## What is expected
Both the line containing "Please place a point on the curtain" and the last line of the listing are included: write out exactly the lines from one to the other.

## Stored rows
○ ○ ○

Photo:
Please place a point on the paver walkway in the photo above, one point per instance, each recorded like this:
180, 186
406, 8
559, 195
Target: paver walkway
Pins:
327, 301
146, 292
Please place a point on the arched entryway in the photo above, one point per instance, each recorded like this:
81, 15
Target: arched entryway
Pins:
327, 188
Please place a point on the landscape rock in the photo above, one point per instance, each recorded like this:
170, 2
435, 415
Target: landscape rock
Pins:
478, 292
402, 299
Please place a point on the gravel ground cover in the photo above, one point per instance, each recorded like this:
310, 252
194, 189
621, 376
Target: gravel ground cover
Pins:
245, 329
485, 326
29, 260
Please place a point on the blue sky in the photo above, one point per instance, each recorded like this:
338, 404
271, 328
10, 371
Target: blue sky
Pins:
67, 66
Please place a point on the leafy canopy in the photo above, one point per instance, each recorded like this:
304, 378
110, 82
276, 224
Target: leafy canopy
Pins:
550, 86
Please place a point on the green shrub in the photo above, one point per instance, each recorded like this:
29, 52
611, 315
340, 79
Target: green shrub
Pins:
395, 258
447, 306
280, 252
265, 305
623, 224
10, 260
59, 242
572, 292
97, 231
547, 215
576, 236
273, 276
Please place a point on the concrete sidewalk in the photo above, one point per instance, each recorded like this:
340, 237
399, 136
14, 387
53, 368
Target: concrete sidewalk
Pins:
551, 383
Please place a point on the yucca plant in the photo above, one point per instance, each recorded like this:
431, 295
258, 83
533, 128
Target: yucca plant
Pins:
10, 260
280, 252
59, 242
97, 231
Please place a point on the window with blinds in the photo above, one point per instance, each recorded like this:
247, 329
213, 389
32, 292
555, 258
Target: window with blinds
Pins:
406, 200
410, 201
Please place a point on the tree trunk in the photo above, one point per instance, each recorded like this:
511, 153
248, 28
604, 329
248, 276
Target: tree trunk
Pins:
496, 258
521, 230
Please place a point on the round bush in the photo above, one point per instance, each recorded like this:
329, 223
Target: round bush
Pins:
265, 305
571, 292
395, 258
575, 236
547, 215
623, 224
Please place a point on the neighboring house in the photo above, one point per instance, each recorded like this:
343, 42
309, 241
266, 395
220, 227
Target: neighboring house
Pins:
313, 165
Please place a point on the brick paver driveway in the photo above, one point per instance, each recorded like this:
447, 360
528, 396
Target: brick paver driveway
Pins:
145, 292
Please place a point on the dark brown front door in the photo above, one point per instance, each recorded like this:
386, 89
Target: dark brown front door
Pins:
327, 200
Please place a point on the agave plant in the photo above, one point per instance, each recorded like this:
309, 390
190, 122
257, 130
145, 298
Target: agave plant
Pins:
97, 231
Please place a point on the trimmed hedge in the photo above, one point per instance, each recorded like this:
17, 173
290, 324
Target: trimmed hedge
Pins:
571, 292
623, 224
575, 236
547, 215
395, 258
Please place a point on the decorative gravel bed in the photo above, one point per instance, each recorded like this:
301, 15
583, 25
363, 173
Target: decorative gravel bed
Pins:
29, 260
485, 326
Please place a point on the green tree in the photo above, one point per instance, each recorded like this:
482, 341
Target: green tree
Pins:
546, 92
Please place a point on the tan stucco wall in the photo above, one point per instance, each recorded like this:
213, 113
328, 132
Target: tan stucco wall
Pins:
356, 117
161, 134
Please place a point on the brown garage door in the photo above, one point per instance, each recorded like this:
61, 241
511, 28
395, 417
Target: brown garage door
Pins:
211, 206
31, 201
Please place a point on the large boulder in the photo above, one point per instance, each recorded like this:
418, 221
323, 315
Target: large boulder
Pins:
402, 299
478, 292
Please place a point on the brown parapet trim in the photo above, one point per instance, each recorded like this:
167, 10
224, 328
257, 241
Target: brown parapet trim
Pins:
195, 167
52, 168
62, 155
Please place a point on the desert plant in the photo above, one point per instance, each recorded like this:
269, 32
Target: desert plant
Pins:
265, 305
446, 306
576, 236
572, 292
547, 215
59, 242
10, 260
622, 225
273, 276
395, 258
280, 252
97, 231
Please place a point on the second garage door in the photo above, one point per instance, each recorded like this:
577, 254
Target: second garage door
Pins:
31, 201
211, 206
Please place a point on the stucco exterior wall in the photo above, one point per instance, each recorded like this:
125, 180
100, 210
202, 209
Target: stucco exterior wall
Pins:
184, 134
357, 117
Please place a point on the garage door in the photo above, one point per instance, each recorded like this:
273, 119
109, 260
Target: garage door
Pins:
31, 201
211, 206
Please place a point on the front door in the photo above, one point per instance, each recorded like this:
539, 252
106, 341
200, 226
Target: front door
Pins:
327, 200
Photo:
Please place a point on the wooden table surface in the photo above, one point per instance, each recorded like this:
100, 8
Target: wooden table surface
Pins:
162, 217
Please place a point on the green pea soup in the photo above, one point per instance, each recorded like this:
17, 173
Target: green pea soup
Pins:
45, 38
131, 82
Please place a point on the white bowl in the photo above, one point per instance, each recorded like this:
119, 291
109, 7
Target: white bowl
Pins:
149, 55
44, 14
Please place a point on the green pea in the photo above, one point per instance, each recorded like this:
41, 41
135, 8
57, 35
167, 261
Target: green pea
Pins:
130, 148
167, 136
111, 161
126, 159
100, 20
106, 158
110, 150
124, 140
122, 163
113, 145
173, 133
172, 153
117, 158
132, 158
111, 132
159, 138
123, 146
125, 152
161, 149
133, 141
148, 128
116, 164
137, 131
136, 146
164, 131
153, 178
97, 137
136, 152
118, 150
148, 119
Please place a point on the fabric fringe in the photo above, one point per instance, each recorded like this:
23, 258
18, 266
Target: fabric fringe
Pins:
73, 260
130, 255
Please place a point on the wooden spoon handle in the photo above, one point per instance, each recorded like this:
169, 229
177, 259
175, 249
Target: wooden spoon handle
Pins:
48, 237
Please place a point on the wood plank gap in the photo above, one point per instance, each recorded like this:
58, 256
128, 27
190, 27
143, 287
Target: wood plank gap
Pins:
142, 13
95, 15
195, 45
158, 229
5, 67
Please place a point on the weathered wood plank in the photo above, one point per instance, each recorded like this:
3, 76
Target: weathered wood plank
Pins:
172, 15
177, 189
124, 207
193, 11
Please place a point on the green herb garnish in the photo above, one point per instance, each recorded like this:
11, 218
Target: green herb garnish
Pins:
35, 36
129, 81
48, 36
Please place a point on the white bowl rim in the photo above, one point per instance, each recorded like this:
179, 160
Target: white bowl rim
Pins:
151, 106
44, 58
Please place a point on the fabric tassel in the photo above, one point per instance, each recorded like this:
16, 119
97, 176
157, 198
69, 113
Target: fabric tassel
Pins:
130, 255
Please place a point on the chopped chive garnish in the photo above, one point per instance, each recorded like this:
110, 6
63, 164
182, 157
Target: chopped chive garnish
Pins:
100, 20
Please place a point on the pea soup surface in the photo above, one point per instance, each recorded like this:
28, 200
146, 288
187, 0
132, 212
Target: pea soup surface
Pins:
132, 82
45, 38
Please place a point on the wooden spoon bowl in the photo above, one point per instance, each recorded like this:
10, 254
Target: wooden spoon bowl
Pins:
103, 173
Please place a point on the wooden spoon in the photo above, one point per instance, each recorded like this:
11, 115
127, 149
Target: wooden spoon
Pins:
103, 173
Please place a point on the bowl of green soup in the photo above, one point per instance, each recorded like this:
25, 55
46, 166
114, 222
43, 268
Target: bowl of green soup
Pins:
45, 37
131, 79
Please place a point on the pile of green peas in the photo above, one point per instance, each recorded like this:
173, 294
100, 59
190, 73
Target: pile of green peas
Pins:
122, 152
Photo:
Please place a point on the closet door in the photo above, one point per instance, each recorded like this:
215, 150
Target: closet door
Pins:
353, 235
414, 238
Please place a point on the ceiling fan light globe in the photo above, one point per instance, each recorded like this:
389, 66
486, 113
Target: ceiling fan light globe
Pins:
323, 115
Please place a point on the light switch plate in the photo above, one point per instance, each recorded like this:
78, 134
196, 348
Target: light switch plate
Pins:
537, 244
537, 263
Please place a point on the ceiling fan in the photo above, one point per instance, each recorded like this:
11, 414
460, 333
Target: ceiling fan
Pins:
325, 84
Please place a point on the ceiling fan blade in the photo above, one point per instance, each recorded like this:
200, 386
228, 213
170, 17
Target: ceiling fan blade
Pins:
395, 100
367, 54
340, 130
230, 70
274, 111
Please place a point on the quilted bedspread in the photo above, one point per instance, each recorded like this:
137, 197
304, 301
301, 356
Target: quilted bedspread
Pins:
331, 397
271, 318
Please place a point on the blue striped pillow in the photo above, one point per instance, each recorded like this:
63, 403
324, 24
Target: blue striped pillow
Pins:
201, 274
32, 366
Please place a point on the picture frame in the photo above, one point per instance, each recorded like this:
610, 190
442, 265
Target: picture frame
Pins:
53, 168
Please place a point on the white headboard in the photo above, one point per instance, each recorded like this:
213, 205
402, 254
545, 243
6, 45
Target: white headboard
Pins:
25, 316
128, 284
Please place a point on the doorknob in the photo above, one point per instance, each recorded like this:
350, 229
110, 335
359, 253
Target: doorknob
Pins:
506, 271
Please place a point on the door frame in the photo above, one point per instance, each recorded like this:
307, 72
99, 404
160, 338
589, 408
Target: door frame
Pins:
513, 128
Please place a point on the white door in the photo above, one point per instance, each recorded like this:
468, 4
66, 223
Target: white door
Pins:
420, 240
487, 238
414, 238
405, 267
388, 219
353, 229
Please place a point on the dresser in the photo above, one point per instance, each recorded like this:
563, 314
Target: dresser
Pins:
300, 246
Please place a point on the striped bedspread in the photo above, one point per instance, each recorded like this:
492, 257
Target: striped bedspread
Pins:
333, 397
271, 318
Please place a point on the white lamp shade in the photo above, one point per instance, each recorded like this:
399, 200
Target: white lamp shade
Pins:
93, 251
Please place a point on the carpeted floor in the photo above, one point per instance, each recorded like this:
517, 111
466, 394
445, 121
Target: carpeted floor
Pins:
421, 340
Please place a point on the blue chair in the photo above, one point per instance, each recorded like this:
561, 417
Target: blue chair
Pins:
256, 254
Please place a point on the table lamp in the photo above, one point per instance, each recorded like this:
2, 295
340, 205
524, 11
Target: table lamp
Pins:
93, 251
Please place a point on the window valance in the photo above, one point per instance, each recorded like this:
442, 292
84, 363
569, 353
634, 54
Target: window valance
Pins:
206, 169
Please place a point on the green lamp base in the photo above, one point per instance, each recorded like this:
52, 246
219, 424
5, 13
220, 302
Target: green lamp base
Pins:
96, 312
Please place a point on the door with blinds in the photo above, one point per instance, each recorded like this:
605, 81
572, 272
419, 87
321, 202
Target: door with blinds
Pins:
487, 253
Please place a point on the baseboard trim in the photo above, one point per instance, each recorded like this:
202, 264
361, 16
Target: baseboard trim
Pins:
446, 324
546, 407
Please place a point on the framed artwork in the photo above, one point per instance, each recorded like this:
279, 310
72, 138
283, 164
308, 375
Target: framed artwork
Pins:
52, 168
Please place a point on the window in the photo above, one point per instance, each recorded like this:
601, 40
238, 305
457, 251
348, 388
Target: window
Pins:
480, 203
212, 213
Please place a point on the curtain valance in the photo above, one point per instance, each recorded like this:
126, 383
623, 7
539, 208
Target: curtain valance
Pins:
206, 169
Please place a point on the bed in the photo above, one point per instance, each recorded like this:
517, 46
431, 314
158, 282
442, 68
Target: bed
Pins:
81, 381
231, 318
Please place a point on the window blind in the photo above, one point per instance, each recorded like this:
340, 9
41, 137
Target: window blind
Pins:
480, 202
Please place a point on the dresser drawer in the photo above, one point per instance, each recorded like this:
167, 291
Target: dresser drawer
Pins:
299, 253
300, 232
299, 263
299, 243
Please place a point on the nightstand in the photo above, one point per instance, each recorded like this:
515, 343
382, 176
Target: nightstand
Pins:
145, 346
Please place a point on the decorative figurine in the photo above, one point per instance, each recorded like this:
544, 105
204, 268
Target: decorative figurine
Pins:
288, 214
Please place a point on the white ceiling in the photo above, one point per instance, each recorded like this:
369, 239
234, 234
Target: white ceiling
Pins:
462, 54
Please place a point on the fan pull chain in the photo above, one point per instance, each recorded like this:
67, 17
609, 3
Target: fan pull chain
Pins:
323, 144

○ ○ ○

## Full answer
Please place a point on the curtain valance in the photo above, one point per instance, each recorded like this:
126, 383
623, 7
539, 208
Target: curtain valance
Pins:
206, 169
Please place a point on the bed in the photo above, one point per instance, each recorded like this:
517, 46
431, 314
158, 282
442, 68
Target: bed
Pins:
81, 381
231, 318
Please place a point on the window blind in the photo above, one point per instance, each recorded like this:
340, 9
41, 137
Target: window blind
Pins:
480, 202
Please place a point on the dresser drawer in the photo above, one point per instance, each recorded like this:
167, 291
Target: dresser drawer
Pins:
299, 253
300, 232
299, 263
299, 243
Please place a point on the nightstand in the photo above, one point per instance, each recorded like this:
515, 343
382, 176
Target: nightstand
Pins:
145, 346
Please place a point on the decorative figurine in the photo above, one point per instance, each recorded like this:
544, 105
204, 268
Target: decorative figurine
Pins:
288, 214
Please place a point on the white ceiling in the photo above, one point per instance, each recorded like this:
369, 239
234, 234
Target: white ceiling
Pins:
462, 54
Please place a point on the fan pull chain in the photo above, one point per instance, each recorded like this:
67, 17
609, 3
Target: fan pull chain
Pins:
323, 144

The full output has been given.